▸ Short problem a:
Return every line of the listing that contains the string "white".

══ Provided text

Make SAS much faster with data set compression

R is fast at processing data sets, but it is limited by memory (physical RAM plus swap). SAS processes much larger data sets, but it is slow because it keeps the data sets on the hard drive. Although computer processors have become faster and memory larger, hard drive performance hasn’t changed much: disk I/O is still an “expensive” operation, meaning it is slow. One easy way to make SAS faster is by reducing disk I/O by compressing data sets.

Compression of SAS data sets is seamless: once created, the compressed data sets can be opened, read, and modified normally without any extra code, options, or steps. Compression can be turned on as a system option (affecting all SAS data sets), on a LIBNAME statement, and on individual data sets. I generally recommend turning it on as a system option.

Data set compression helps the most on data sets with missing and short numerics and character values with unused and variable space. Say for example you have a field called name, and its width is 60. The first observation has a field Bob (three characters): that means 57 are blank and wasted. SAS still writes all 60 characters each time: this wastes disk space and time.

If a data set has only a few rows, it may not be worth your time tuning its performance. For example, the difference between 100 KB and 10KB (a 90% reduction) is only 90KB, which is not much nowadays.

How much time and disk space you can save may surprise you! I first learned the importance of disk performance when benchmarking the OpenOffice.org application where I noticed a dramatic difference between cold starts and warm starts. In the case of SAS, compression saves SAS the expensive effort of writing all the data to the disk. Unlike using an external compressor (like ZIP), the first time SAS writes the data to the disk, it is already compressed (so it isn’t written uncompressed, read back to the compressor, and written again compressed). People buy computers with faster RAM and CPUs, but often in computers the hard disk is the bottleneck. Unfortunately disk performance hasn’t improved much over the years (except for solid state storage devices, which are still rare today). Stepping outside of Computer Science for a moment, Eliyahu Goldratt’s book “The Goal” teaches us first to identify the bottleneck and then build the process around it (even if the extra work seems expensive).

Let’s start by creating a test data set with compression enabled:

/* this data set option enables compression */
data fast (compress=yes); 
	set 
		/* this data set happens to be large (21MB) and contains several character strings */
		sashelp.zipcode
		sashelp.zipcode /* repeat the data set to make a larger result, which is easier to benchmark */
		sashelp.zipcode
		sashelp.zipcode
		sashelp.zipcode;
run;

Repeat this code a few times, and watch the speed. (It will vary the most between the first and second pass because of cache on the hard drive and in the operating system.) On my system compression here saves 77% of the disk space and finishes in 4.15, 2.61, 1.35, and 2.34 seconds.

Now try it with compression disabled:

/* explicitly disable compression in case it was enabled by a system option */
data slow (compress=no);
	set 
		sashelp.zipcode 
		sashelp.zipcode
		sashelp.zipcode
		sashelp.zipcode
		sashelp.zipcode;
run;

Repeat this code a few times. On my system it finishes in 10.31, 11.01, 10.76, and 12.29 seconds. Compression improved the speed 76%, which you may notice is nearly the same difference as the disk space (77%).

════

▸ Short problem b:
According to the SAS compression article, what percentage of disk space did compression save on the author's system?

══ Entries

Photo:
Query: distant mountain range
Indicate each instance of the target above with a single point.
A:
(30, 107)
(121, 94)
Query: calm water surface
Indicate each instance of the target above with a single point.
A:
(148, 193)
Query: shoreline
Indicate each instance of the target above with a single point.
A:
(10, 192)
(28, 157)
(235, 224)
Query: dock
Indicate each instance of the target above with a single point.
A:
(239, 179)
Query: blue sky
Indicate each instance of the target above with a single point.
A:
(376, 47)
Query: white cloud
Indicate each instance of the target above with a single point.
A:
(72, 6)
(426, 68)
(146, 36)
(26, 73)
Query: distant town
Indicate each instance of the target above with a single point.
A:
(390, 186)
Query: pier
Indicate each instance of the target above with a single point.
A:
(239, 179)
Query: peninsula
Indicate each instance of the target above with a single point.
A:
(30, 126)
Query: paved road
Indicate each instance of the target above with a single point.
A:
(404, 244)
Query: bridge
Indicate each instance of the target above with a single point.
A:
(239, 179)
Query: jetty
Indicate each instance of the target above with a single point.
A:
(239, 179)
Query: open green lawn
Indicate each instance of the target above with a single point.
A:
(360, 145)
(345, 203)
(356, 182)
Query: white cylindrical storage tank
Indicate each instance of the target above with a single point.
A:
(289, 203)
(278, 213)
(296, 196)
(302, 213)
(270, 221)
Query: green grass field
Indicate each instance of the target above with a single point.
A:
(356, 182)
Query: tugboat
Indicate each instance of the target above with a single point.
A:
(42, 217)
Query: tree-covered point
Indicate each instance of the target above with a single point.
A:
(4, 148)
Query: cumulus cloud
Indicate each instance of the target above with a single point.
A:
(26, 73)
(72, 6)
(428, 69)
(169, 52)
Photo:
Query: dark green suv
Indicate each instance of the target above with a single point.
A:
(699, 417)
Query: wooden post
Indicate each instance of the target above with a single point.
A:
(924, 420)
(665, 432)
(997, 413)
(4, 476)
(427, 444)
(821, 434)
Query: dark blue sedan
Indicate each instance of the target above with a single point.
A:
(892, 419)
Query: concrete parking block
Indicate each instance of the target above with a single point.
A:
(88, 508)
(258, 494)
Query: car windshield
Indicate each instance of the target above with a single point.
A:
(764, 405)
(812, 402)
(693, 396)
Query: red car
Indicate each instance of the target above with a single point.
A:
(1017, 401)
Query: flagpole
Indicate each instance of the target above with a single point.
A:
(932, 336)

════

▸ Solution a:
Query: white cloud
Query: white cylindrical storage tank

▸ Solution b:
77% of the disk space.